■ Excerpted passage ■
____________________
I have very minimal experience of Companion-level D&D as a player, and nothing beyond, but while the article brings up some interesting points, I'm not sure that its concluding remarks about a bifurcated game (in terms of tone) between BECM and AD&D are warranted. Or that -CM was necessarily "gonzo."

There simply was no provision - in terms of official support - for Advanced D&D beyond a certain point, and only minimal support for high levels (up to 14-ish). Much of the official high-level support was absurdist/gonzo/wacky: Dungeonland, Magic Mirror, Barrier Peaks, Tomb of Horrors, Queen of the Demonweb Pits etc. I mean, we had Bards and spell tables up to level 29 for Magic Users, but that's all there was - a strangely incongruous thing to include at all.

That said, I think that B/X is, in a sense, "complete" - it gives you all of the tools necessary to run a fulfilling game. And unlike C/M it includes no mention of "The Planes:" AD&D's systematization of the multiverse was, IMHO, a mistake which has led to D&D being stuck in a straightjacket and mired in petty squabbles over canonicity ever since.
 

That’s how Swords & Wizardry does it. The division into phases also make much more sense this way.

Here’s another Swords & Wizardry fan. It’s the best of both worlds to me. The rules are pretty bare-bones, but there is pc race <> pc class, Matt Finch does a wonderful job of describing what the game feels like without turning the rules into mere check-lists, and the game offers almost all 1e classes in an OD&D style ”light“ version for those who prefer some choice.

Returning to the question at hand: the different ”feel“ of the game: Both OD&D and B/X stayed rudimentary enough to allow a lot of freedom to players and GMs alike.

It’s 1e apparently offering an explanation for everything and thereby making things more complicated. Some people prefer that style. After 10 years of 2e and almost 20 years of 3e / Pathfinder I am really loving the rules-light approach of the early D&D editions and their retro-clones, though.
____________________
■ Source data ■

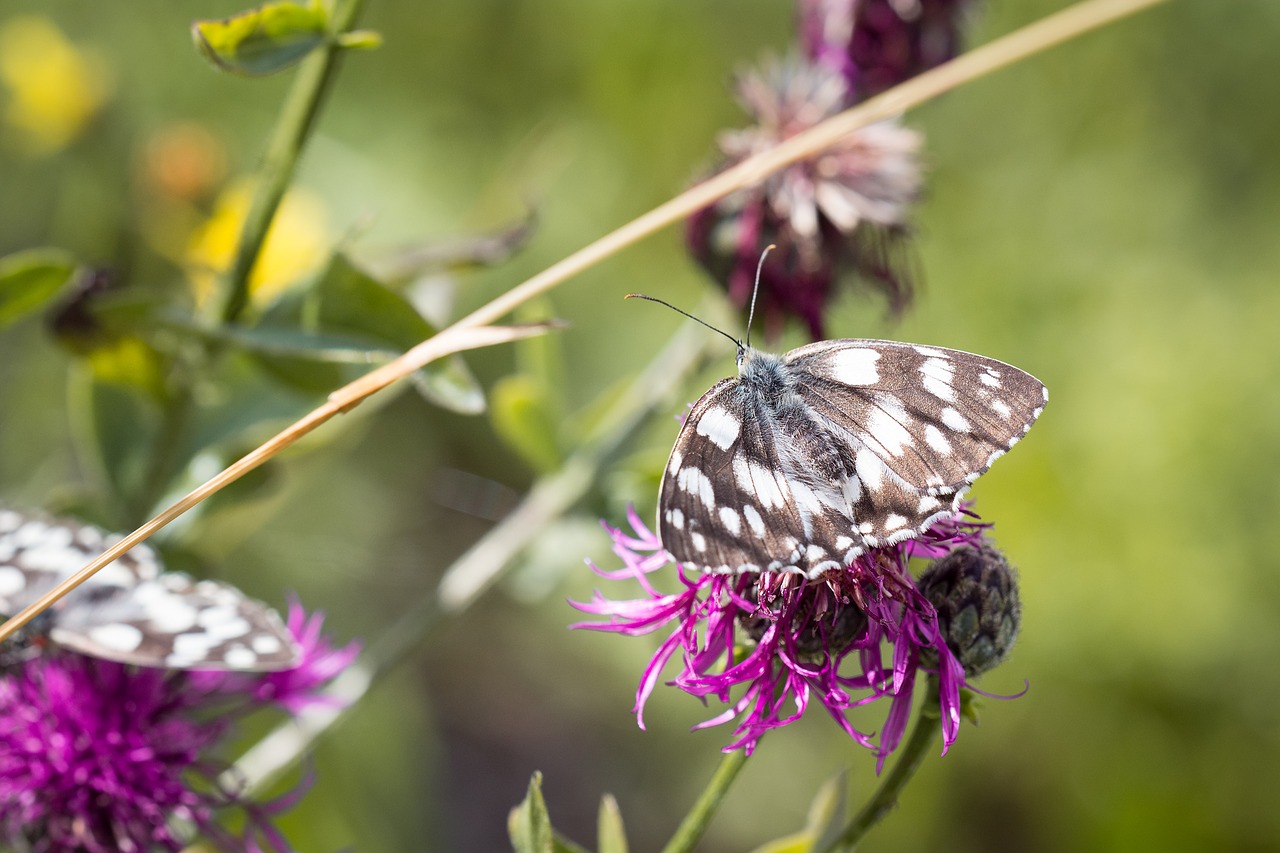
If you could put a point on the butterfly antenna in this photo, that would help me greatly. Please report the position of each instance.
____________________
■ Written instruction ■
In the D&D edition discussion, up to what level do the spell tables for Magic Users go? The material was drawn from a different source than the text.

■ Problem solution ■
Level 29.